Assignment: Restate the listing below line for line and word for word, without the pictures.
-------
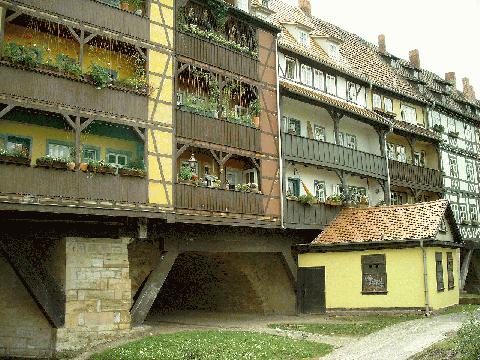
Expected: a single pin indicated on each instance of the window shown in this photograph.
(473, 212)
(318, 80)
(318, 133)
(291, 68)
(409, 114)
(455, 211)
(352, 92)
(306, 75)
(453, 166)
(439, 268)
(119, 160)
(451, 277)
(16, 144)
(58, 150)
(319, 187)
(463, 213)
(419, 158)
(374, 274)
(294, 126)
(293, 187)
(388, 104)
(331, 85)
(377, 101)
(90, 153)
(303, 38)
(470, 169)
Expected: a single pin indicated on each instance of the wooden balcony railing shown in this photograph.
(218, 200)
(299, 216)
(216, 55)
(417, 177)
(39, 182)
(300, 149)
(58, 90)
(217, 131)
(98, 14)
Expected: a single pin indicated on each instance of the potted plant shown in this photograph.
(438, 128)
(17, 157)
(52, 162)
(101, 167)
(135, 168)
(307, 200)
(255, 110)
(335, 200)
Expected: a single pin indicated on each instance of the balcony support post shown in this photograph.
(3, 12)
(336, 117)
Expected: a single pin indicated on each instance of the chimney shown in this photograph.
(381, 43)
(414, 58)
(451, 77)
(468, 90)
(306, 7)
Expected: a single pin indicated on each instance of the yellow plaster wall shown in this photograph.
(41, 134)
(445, 298)
(160, 109)
(54, 45)
(405, 285)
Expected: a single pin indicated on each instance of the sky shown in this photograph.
(446, 32)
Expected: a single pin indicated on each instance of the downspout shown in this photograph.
(279, 118)
(425, 279)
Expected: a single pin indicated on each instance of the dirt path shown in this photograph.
(400, 341)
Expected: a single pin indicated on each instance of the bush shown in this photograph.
(468, 339)
(27, 56)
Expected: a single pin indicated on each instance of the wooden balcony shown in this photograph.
(97, 13)
(45, 87)
(40, 182)
(309, 151)
(217, 131)
(416, 177)
(217, 200)
(299, 216)
(216, 55)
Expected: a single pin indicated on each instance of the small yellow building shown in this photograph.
(392, 257)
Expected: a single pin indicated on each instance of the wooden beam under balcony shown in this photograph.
(332, 156)
(415, 177)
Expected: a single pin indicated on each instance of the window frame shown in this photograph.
(374, 269)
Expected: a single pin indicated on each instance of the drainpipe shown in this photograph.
(279, 118)
(425, 279)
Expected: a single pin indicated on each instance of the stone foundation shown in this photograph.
(98, 292)
(24, 330)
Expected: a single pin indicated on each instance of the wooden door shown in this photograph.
(311, 290)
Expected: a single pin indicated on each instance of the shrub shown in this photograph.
(27, 56)
(468, 339)
(101, 77)
(69, 65)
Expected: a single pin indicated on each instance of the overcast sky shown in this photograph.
(446, 32)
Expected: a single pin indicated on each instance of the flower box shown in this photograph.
(132, 172)
(15, 160)
(108, 170)
(51, 164)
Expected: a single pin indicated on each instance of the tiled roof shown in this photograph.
(387, 223)
(334, 101)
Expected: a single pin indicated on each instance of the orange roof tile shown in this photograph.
(387, 223)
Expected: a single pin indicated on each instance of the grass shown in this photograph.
(348, 325)
(444, 350)
(216, 345)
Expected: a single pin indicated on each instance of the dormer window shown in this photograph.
(304, 38)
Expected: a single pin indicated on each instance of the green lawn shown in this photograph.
(216, 345)
(348, 325)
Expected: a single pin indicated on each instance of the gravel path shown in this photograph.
(400, 341)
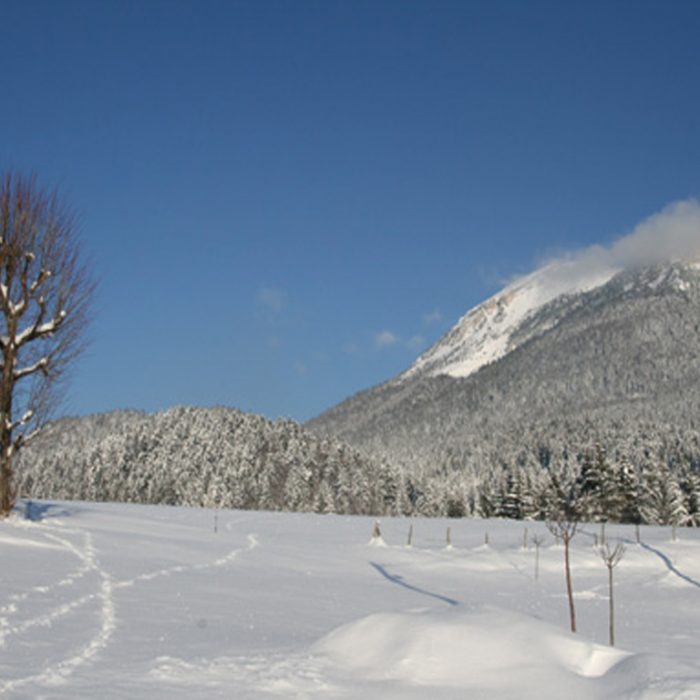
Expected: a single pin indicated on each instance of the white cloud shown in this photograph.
(672, 234)
(273, 298)
(386, 339)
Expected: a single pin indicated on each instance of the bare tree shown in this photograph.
(45, 290)
(562, 522)
(611, 558)
(564, 531)
(538, 541)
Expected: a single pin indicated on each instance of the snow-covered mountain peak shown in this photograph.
(484, 334)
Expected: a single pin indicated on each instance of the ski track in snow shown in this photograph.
(399, 581)
(670, 565)
(57, 673)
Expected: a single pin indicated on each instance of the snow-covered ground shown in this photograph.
(114, 601)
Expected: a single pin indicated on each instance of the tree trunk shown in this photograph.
(569, 586)
(612, 608)
(7, 495)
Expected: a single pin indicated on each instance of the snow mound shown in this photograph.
(490, 648)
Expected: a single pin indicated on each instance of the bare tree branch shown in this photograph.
(45, 292)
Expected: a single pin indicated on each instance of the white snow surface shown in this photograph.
(118, 601)
(483, 335)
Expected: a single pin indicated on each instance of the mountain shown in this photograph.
(203, 457)
(550, 365)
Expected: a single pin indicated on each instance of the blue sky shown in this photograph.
(286, 202)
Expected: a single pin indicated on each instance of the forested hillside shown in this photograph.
(204, 457)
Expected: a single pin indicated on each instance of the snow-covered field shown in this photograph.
(114, 601)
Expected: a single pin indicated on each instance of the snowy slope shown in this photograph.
(116, 601)
(484, 334)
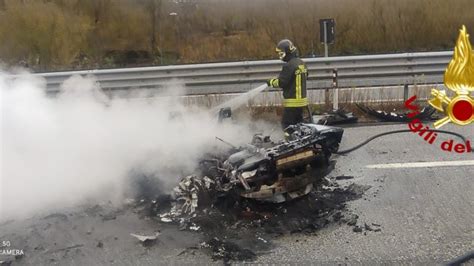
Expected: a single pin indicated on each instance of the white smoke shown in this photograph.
(60, 151)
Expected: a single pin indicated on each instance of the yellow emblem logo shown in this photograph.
(459, 78)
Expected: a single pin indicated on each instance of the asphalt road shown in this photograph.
(425, 215)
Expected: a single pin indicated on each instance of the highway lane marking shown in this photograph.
(421, 164)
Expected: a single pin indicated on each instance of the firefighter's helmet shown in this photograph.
(285, 48)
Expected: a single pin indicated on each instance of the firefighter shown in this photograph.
(292, 80)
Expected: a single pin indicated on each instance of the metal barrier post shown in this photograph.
(335, 102)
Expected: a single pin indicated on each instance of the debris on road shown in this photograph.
(337, 117)
(426, 113)
(147, 241)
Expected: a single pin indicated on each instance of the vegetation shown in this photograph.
(74, 34)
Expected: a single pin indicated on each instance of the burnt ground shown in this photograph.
(228, 231)
(424, 216)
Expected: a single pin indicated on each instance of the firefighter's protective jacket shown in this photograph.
(292, 80)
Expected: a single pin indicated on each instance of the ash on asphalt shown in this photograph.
(241, 229)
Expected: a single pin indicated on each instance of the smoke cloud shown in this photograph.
(81, 145)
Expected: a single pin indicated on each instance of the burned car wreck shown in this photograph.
(263, 170)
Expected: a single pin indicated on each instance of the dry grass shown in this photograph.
(66, 34)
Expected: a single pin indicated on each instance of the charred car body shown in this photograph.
(262, 170)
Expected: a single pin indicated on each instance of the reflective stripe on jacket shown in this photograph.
(292, 80)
-------
Answer below:
Expected: a single pin indicated on each instance of the window shown in this photograph.
(473, 212)
(318, 80)
(318, 133)
(291, 68)
(409, 114)
(455, 211)
(352, 92)
(306, 75)
(453, 166)
(439, 268)
(119, 160)
(451, 277)
(16, 144)
(58, 150)
(319, 187)
(463, 213)
(419, 158)
(374, 274)
(294, 126)
(293, 187)
(388, 104)
(331, 85)
(377, 101)
(90, 153)
(303, 38)
(470, 169)
Expected: a single pin indicated on each instance of the wooden balcony railing shown in this photograph.
(218, 200)
(299, 216)
(216, 55)
(417, 177)
(39, 182)
(300, 149)
(58, 90)
(217, 131)
(98, 14)
Expected: a single pin indicated on each instance of the potted plant shown in this photograph.
(438, 128)
(17, 157)
(52, 162)
(101, 167)
(135, 168)
(307, 200)
(255, 110)
(335, 200)
Expected: a single pin indicated on each instance of the balcony support post shown in this photograph.
(3, 12)
(336, 117)
Expected: a single pin indicated on each instance of the chimney shown in this photograph.
(381, 43)
(414, 58)
(451, 77)
(468, 90)
(306, 7)
Expected: a single pin indicated on each instance of the yellow plaster wall shown in this photograph.
(41, 134)
(445, 298)
(160, 109)
(54, 45)
(405, 285)
Expected: a single pin indicated on each instance of the sky shown in this photograph.
(446, 32)
Expected: a single pin indicated on each instance of the downspout shown in this photograph.
(279, 118)
(425, 279)
Expected: a single pin indicated on each instance of the dirt path shown in this photograph.
(400, 341)
Expected: a single pin indicated on each instance of the bush shown in this photograph.
(468, 339)
(27, 56)
Expected: a single pin indicated on each instance of the wooden balcony shown in this photograph.
(97, 13)
(45, 87)
(40, 182)
(309, 151)
(217, 131)
(416, 177)
(217, 200)
(299, 216)
(216, 55)
Expected: a single pin indicated on each instance of the small yellow building shown in this photograph.
(392, 257)
Expected: a single pin indicated on each instance of the wooden beam under balcony shown in this photograph.
(332, 156)
(415, 177)
Expected: a single pin indicated on each instance of the window frame shown in this photograph.
(374, 269)
Expected: a single pin indicated on each instance of the drainpipe shown in this photograph.
(279, 118)
(425, 279)
Expected: a single pin indicated on each instance of the stone foundation shown in this photograph.
(98, 292)
(24, 330)
Expected: a single pin indicated on each instance of the wooden door shown in this photograph.
(311, 290)
Expected: a single pin indicated on each instance of the shrub shown in this photograph.
(27, 56)
(468, 339)
(101, 77)
(69, 65)
Expected: a single pin indicated on each instance of the overcast sky shown in this photograph.
(446, 32)
Expected: a single pin indicated on each instance of the flower box shown in this photograph.
(132, 172)
(15, 160)
(108, 170)
(51, 164)
Expected: a single pin indicated on each instance of the tiled roof shown in this photograph.
(387, 223)
(334, 101)
Expected: a single pin indicated on each instance of the orange roof tile shown in this photograph.
(387, 223)
Expected: a single pin indicated on each instance of the grass shown in this photograph.
(348, 325)
(444, 350)
(216, 345)
Expected: a single pin indicated on each instance of the dormer window shown in this photograph.
(304, 38)
Expected: a single pin indicated on each instance of the green lawn shown in this photograph.
(216, 345)
(348, 325)
Expected: a single pin indicated on each instance of the gravel path shown in this photograph.
(400, 341)
Expected: a single pin indicated on each instance of the white cloud shown in this photograph.
(672, 234)
(273, 298)
(386, 339)
Expected: a single pin indicated on each instance of the bare tree shown in this photograph.
(45, 290)
(562, 522)
(611, 558)
(564, 531)
(538, 541)
Expected: a single pin indicated on each instance of the snow-covered mountain peak shown in this photograph.
(484, 334)
Expected: a single pin indicated on each instance of the ski track in snow shown in this photograph.
(399, 581)
(670, 565)
(57, 673)
Expected: a single pin indicated on each instance of the snow-covered ground shown in this photograph.
(114, 601)
Expected: a single pin indicated on each instance of the tree trunk shown in this photograph.
(569, 586)
(612, 608)
(7, 495)
Expected: a single pin indicated on each instance of the snow mound shown in this photograph.
(490, 648)
Expected: a single pin indicated on each instance of the bare tree branch shown in this photograph.
(45, 292)
Expected: a single pin indicated on each instance of the white snow surface shown in this photograph.
(118, 601)
(483, 335)
Expected: a single pin indicated on each instance of the mountain shown in this photograph.
(203, 457)
(550, 365)
Expected: a single pin indicated on each instance of the blue sky shown in this photograph.
(286, 202)
Expected: a single pin indicated on each instance of the forested hillside shown in this photograph.
(204, 457)
Expected: a single pin indicated on each instance of the snow-covered field shown in this photograph.
(114, 601)
Expected: a single pin indicated on each instance of the snowy slope shown in this photograph.
(116, 601)
(484, 334)
Expected: a single pin indicated on each instance of the white smoke shown in this photograph.
(60, 151)
Expected: a single pin indicated on each instance of the yellow emblem logo shown in this photograph.
(459, 78)
Expected: a single pin indicated on each instance of the asphalt road shown in this photograph.
(425, 215)
Expected: a single pin indicated on each instance of the highway lane marking shown in this photograph.
(421, 164)
Expected: a single pin indicated on each instance of the firefighter's helmet shown in this photograph.
(285, 48)
Expected: a single pin indicated on each instance of the firefighter shown in this photograph.
(292, 80)
Expected: a single pin indicated on each instance of the metal barrier post shown in this photograph.
(335, 102)
Expected: a single pin indicated on each instance of the debris on road shown in this photograph.
(337, 117)
(426, 113)
(147, 241)
Expected: a single pin indicated on each instance of the vegetation shown in this photograph.
(74, 34)
Expected: a single pin indicated on each instance of the burnt ground shown in this photograph.
(228, 231)
(424, 216)
Expected: a single pin indicated on each instance of the firefighter's protective jacket shown in this photograph.
(292, 80)
Expected: a single pin indicated on each instance of the ash on asphalt shown in this photograph.
(241, 229)
Expected: a single pin indicated on each instance of the smoke cloud shown in this photograph.
(81, 145)
Expected: a single pin indicated on each instance of the burned car wreck shown in this photograph.
(263, 170)
Expected: a single pin indicated on each instance of the dry grass shown in this photograph.
(66, 34)
Expected: a single pin indicated on each instance of the charred car body shown in this photograph.
(262, 170)
Expected: a single pin indicated on each instance of the reflective stripe on jacket shown in this photograph.
(292, 80)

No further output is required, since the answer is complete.